THE PROBLEM
Return all of the items below verbatim, line for line, with no changes.
-- begin DATA FOR THIS TASK --
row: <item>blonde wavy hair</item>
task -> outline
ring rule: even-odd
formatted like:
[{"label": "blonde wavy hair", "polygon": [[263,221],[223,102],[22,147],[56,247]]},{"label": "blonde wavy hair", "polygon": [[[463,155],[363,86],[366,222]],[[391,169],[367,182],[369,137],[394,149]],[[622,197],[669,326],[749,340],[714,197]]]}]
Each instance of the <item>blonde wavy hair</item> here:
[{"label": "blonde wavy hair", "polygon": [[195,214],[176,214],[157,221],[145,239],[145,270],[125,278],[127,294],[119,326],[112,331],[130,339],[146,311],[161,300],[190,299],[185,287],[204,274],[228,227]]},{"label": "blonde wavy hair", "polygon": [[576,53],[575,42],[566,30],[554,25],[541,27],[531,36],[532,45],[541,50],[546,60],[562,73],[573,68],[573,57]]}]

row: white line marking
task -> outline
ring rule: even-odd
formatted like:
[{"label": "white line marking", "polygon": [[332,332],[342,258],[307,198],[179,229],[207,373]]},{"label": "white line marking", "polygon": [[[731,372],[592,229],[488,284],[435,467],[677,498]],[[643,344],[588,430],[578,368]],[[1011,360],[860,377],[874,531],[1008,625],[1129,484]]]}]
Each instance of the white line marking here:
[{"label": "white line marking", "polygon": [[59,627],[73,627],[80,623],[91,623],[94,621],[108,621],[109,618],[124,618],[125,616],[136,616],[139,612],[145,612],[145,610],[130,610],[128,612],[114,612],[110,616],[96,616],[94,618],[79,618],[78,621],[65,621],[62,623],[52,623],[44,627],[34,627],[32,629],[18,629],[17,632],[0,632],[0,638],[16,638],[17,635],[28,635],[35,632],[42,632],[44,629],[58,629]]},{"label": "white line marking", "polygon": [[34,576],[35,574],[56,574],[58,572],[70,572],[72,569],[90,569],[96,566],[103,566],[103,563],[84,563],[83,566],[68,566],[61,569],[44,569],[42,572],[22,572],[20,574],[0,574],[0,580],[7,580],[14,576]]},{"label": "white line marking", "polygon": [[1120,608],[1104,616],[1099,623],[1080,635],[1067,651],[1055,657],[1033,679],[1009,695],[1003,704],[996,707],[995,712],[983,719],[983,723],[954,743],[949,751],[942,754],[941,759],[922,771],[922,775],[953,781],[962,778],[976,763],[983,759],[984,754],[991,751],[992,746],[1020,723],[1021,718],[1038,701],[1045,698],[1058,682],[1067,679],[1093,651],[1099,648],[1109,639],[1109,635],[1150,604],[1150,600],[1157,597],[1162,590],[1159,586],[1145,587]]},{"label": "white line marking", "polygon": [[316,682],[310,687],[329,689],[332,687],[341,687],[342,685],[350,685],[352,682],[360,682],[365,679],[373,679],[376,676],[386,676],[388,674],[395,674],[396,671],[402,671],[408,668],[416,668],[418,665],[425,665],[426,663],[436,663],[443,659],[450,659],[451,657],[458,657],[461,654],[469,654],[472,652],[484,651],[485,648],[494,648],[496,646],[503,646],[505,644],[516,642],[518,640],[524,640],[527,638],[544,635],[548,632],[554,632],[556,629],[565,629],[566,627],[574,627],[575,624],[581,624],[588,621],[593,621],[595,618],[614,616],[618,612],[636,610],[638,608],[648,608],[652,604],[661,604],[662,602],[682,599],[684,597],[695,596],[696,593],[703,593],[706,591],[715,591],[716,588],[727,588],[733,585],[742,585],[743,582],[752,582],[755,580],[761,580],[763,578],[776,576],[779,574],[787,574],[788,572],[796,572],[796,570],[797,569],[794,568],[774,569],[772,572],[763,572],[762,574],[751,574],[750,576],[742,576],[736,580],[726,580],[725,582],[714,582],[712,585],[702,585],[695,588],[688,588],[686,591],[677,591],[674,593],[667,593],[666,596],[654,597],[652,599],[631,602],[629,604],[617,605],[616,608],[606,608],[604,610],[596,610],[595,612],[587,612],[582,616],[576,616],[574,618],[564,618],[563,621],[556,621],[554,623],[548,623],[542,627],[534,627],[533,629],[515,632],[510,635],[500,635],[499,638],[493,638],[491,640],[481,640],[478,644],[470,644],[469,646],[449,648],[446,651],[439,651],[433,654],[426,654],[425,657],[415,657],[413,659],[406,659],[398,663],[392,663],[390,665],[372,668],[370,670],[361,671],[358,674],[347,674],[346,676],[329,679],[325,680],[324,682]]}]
-- end DATA FOR THIS TASK --
EXERCISE RESPONSE
row: <item>blonde wavy hair</item>
task -> outline
ring rule: even-odd
formatted like:
[{"label": "blonde wavy hair", "polygon": [[263,221],[223,102],[22,147],[56,247]]},{"label": "blonde wavy hair", "polygon": [[[463,155],[363,86],[366,222]],[[391,169],[367,182],[369,137],[394,149]],[[622,197],[669,326],[749,340],[714,197]]]}]
Each instance of the <item>blonde wavy hair</item> here:
[{"label": "blonde wavy hair", "polygon": [[195,214],[176,214],[157,221],[145,239],[145,270],[125,278],[127,294],[119,326],[112,331],[130,339],[146,311],[161,300],[190,299],[185,287],[204,274],[228,227]]},{"label": "blonde wavy hair", "polygon": [[576,53],[575,42],[566,30],[554,25],[541,27],[531,36],[532,45],[541,50],[546,60],[562,73],[573,68],[573,57]]}]

row: white line marking
task -> outline
ring rule: even-odd
formatted like:
[{"label": "white line marking", "polygon": [[332,332],[342,258],[307,198],[179,229],[207,373]]},{"label": "white line marking", "polygon": [[[731,372],[592,229],[488,284],[435,467],[677,498]],[[643,344],[588,430],[578,368]],[[1011,360],[860,377],[874,531],[1008,625],[1129,484]]]}]
Each instance of the white line marking here:
[{"label": "white line marking", "polygon": [[59,627],[73,627],[80,623],[91,623],[94,621],[108,621],[109,618],[124,618],[125,616],[136,616],[139,612],[145,612],[145,610],[130,610],[128,612],[114,612],[110,616],[96,616],[94,618],[79,618],[78,621],[65,621],[62,623],[52,623],[44,627],[34,627],[32,629],[18,629],[17,632],[0,632],[0,638],[16,638],[17,635],[28,635],[35,632],[42,632],[44,629],[58,629]]},{"label": "white line marking", "polygon": [[34,576],[35,574],[56,574],[58,572],[70,572],[72,569],[90,569],[96,566],[103,566],[103,563],[84,563],[83,566],[68,566],[61,569],[44,569],[42,572],[22,572],[20,574],[0,574],[0,580],[7,580],[14,576]]},{"label": "white line marking", "polygon": [[1120,608],[1104,616],[1099,623],[1080,635],[1067,651],[1055,657],[1033,679],[1009,695],[1003,704],[996,707],[995,712],[983,719],[983,723],[954,743],[949,751],[942,754],[941,759],[922,771],[922,775],[953,781],[962,778],[976,763],[983,759],[984,754],[991,751],[992,746],[1020,723],[1021,718],[1038,701],[1045,698],[1058,682],[1067,679],[1093,651],[1099,648],[1109,639],[1109,635],[1150,604],[1150,600],[1157,597],[1162,590],[1159,586],[1145,587]]},{"label": "white line marking", "polygon": [[316,682],[310,687],[329,689],[332,687],[341,687],[342,685],[350,685],[352,682],[360,682],[365,679],[373,679],[376,676],[386,676],[388,674],[395,674],[396,671],[402,671],[408,668],[416,668],[418,665],[425,665],[426,663],[436,663],[443,659],[450,659],[451,657],[458,657],[461,654],[469,654],[472,652],[484,651],[485,648],[494,648],[496,646],[503,646],[505,644],[516,642],[518,640],[524,640],[527,638],[544,635],[548,632],[554,632],[556,629],[565,629],[566,627],[574,627],[575,624],[581,624],[588,621],[593,621],[595,618],[614,616],[618,612],[636,610],[638,608],[648,608],[652,604],[661,604],[662,602],[682,599],[684,597],[695,596],[696,593],[703,593],[706,591],[715,591],[716,588],[727,588],[733,585],[742,585],[743,582],[752,582],[755,580],[761,580],[763,578],[776,576],[779,574],[787,574],[788,572],[796,572],[796,570],[797,569],[794,568],[774,569],[772,572],[763,572],[762,574],[751,574],[750,576],[742,576],[736,580],[726,580],[725,582],[714,582],[712,585],[702,585],[695,588],[688,588],[686,591],[677,591],[674,593],[667,593],[666,596],[654,597],[652,599],[631,602],[629,604],[617,605],[616,608],[606,608],[604,610],[596,610],[595,612],[587,612],[582,616],[576,616],[574,618],[564,618],[563,621],[556,621],[554,623],[548,623],[542,627],[534,627],[533,629],[515,632],[510,635],[500,635],[499,638],[493,638],[491,640],[481,640],[478,644],[470,644],[469,646],[449,648],[446,651],[439,651],[433,654],[426,654],[425,657],[415,657],[413,659],[406,659],[398,663],[392,663],[390,665],[372,668],[370,670],[361,671],[358,674],[347,674],[346,676],[329,679],[325,680],[324,682]]}]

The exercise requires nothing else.